▶ [ТЕКСТ ДОКУМЕНТА]
Krauss Ch. La Russie et les Russes dans la fiction française du XIXe siècle (1812#1917). D’une image de l’autre à un univers imaginaire. Amsterdam ; New York : Rodopi, 2007.

Краус Ш. Россия и русские во французской художественной литературе XIX века (1812#1917). От образа другого к воображаемому миру.

Амстердам; Нью-Йорк: Родопи, 2007.

 

Когда речь идет о том, как литераторы одной страны изображают жителей и нравы другой, внимание в первую очередь привлекают сочинения нехудожественные: мемуары, публицистика, письма[1]. По отношению к ним  правомерно ставить вопрос о достоверности, о соответствии или несоответствии историческим фактам, известным из других, более объективных источников. Страсбургская исследовательница Шарлотта Краус избирает принципиально иной путь: ее интересует не отношение реальных французов к реальной России, а тот вымышленный русский мир, который создавался на протяжении всего XIX века стараниями многочисленных и зачастую совсем не известных (тем более в России) авторов. О соответствии реальности здесь говорить не приходится: ведь в этом мире террорист, намеревающийся взорвать Зимний дворец, носит фамилию Манилов[2], а преследующий нигилистов полковник – фамилию Бакунин; простой мужик-кучер подгоняет лошадей: «А ну-ка быстрее! Летите, как демоны Лермонтова!»; Григорий Орлов из ревности к новому избраннику царицы Екатерины освобождает заключенного из тюрьмы Емельяна Пугачева и вдохновляет его на восстание, а русская дворянка говорит иностранному собеседнику: «Пишите мне по адресу: Москва, Кремлевская площадь»! Легко, сталкиваясь с несуразностями такого рода, ловить авторов на незнании «исторической правды», насмехаться и иронизировать. Легко, но бесперспективно. Шарлотта Краус в такой соблазн не впадает; в хитросплетениях абсолютно неправдоподобных сюжетов она разбирается хладнокровно и бестрепетно, пересказывает бесчисленные сочинения типа «Ольга, или Московская сирота» четко и ясно, но пересказом отнюдь не ограничивается.

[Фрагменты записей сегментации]
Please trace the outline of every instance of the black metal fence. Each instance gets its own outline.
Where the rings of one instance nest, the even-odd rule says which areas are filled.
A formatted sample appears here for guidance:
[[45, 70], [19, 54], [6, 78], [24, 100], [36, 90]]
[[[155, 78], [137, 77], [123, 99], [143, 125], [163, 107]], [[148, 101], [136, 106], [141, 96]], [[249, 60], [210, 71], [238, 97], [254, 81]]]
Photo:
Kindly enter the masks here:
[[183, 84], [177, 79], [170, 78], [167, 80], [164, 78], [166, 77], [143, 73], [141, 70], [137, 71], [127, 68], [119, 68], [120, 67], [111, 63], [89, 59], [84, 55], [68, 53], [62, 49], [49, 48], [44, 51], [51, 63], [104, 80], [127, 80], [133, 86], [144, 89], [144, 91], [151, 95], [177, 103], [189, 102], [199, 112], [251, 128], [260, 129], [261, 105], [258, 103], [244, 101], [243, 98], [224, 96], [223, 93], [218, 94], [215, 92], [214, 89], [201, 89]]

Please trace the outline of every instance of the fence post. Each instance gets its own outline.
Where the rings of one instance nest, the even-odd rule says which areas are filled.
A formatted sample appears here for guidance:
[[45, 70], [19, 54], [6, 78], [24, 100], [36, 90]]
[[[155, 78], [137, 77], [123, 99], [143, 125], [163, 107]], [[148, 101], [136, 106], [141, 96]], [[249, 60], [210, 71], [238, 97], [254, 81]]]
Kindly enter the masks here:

▶ [ЗАДАНИЕ]
Проверьте по тексту о книге Шарлотты Краус, верны ли три утверждения. Для каждого ответьте «да» или «нет» и приведите решающие слова текста дословной цитатой.
1. Шарлотта Краус — исследовательница из Страсбурга.
2. Террорист, намеревающийся взорвать Зимний дворец, носит фамилию Бакунин.
3. Шарлотта Краус ограничивается пересказом сочинений.

▶ [ОТВЕТ НА ЗАДАНИЕ]
1. Да: «Страсбургская исследовательница Шарлотта Краус».
2. Нет: «террорист, намеревающийся взорвать Зимний дворец, носит фамилию Манилов».
3. Нет: «но пересказом отнюдь не ограничивается».